--- Page extract ---
Review Summary: DUMB.
It has been eight months since the release of Damn
and I’d be lying if I said it didn’t end up one of my most played albums of the year in that time. Kendrick abandoned the jazz influenced, narrative driven nuance of To Pimp A Butterfly
, to create a more modern hip hop sound focusing each song on a its own idea instead of spending an entire album fleshing out a singular feeling. This created an uneven quality throughout the album, making the quality tracks shine against some underdeveloped tracks that felt like they didn’t realize their potential or meander away from the bigger picture of its theme. Yet while Damn isn’t my favorite Kendrick album, it’s hard to dispute how solid an album Kendrick did put out. The album has pushed him into greater heights of stardom than ever before, both critically and commercially, even earning Kendrick a spot on Forbes’ top 30 under 30 list as well as several Grammy nominations.
Just recently, a collector’s edition of the album has been released with the only sole selling point being the track listing has been reversed. When Damn finally did release after much anticipation, there was much rumblings about a second surprise album being dropped. After said album failed to materialize, fan theory led to the case being that the second album was just Damn in reverse. I can see Kendrick himself being caught up in the excitement himself as he even mentions this very theory, saying that it is a different way of listening to it while not outright saying it’s the definitive way of listening to the album.
Regardless, we still have the mirrored album presented to us for purchase and as a product meant to be sold, the collector’s edition of Damn
seems almost offensive to charge for. The whole point of this album ruins what the original album sets out to do. For someone who prides himself on how his albums flow, Lamar’s album doesn’t work as well as its straightforward doppelganger. The collector’s edition starts out playing the more intricate, insightful tracks first, followed by the bombastic singles in the latter half, crippling any sense of buildup, flow, or payoff. Ending the album with BLOOD.
--- Material supplied ---
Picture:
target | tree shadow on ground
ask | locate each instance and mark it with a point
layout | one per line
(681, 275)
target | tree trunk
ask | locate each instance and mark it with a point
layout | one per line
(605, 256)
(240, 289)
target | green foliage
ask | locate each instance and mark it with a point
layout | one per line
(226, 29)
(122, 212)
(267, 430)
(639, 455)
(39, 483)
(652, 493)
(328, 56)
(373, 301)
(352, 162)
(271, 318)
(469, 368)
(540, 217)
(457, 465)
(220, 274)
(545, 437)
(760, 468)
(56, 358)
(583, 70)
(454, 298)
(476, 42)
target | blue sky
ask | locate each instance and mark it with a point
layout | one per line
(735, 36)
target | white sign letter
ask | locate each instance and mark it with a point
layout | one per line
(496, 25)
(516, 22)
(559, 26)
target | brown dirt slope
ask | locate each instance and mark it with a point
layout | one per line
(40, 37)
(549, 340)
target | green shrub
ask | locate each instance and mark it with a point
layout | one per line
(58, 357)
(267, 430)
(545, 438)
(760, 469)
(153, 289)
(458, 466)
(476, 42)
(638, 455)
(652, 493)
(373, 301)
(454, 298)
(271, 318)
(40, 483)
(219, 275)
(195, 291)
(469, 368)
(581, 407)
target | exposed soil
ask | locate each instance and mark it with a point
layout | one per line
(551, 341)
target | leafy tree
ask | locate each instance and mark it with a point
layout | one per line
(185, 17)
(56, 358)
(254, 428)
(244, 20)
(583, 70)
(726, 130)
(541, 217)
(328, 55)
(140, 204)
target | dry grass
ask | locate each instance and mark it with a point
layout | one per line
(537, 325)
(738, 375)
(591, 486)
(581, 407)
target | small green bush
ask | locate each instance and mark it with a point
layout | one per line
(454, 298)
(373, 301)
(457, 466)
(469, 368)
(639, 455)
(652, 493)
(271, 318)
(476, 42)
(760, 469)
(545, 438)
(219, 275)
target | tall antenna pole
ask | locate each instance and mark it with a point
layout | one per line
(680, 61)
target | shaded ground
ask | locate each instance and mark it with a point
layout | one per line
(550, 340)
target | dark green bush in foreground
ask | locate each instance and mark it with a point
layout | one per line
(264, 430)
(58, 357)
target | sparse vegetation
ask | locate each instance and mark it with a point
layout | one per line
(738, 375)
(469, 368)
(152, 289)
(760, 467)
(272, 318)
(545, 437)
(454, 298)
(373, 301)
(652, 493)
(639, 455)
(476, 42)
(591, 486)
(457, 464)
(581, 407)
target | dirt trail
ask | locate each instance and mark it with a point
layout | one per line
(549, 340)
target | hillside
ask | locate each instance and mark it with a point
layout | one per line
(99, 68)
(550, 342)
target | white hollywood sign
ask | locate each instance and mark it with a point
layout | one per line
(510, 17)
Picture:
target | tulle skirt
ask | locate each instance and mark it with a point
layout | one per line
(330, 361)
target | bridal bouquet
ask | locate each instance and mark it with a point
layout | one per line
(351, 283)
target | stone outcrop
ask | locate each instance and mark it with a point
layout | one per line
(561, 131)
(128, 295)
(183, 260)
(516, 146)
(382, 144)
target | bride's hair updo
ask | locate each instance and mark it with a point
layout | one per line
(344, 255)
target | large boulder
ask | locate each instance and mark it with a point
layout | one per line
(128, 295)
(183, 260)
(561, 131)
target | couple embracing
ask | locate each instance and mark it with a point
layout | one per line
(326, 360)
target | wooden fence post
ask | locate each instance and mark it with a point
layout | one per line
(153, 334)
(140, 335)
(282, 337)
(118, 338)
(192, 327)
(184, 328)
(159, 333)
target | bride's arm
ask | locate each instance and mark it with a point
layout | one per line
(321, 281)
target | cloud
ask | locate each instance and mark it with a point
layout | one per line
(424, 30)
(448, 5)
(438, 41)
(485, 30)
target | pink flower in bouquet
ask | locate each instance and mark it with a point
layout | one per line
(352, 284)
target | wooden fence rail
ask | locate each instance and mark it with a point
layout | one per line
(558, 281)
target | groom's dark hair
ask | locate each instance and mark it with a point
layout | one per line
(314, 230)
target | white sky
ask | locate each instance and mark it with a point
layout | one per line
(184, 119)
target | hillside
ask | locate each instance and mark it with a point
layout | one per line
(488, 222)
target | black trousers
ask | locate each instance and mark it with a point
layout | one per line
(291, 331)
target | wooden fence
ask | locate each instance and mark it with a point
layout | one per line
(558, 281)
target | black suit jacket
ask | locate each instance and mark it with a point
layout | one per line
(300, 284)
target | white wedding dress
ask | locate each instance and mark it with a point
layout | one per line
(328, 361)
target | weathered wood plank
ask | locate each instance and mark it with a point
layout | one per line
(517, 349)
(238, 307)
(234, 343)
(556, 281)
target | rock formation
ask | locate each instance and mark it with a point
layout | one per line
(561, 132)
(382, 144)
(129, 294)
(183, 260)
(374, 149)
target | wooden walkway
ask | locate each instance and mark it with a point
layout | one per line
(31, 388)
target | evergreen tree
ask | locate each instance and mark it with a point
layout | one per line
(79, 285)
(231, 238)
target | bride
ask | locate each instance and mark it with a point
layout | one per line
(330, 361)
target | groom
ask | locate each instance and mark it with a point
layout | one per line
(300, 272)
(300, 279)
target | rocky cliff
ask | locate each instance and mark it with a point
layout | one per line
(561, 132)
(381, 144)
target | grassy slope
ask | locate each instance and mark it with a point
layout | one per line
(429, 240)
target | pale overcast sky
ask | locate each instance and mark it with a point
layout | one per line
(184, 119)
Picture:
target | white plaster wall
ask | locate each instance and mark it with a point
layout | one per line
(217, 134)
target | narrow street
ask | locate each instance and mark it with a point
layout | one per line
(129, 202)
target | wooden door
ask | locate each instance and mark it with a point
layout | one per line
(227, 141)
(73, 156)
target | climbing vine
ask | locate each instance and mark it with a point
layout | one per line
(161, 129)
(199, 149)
---
The task: Update the album review's passage that begins at "Regardless, we still" and stops after "album with BLOOD.", changing "doppelganger" to "counterpart". The items can be set aside; none of them is needed here.

Solution to the exercise:
Regardless, we still have the mirrored album presented to us for purchase and as a product meant to be sold, the collector’s edition of Damn
seems almost offensive to charge for. The whole point of this album ruins what the original album sets out to do. For someone who prides himself on how his albums flow, Lamar’s album doesn’t work as well as its straightforward counterpart. The collector’s edition starts out playing the more intricate, insightful tracks first, followed by the bombastic singles in the latter half, crippling any sense of buildup, flow, or payoff. Ending the album with BLOOD.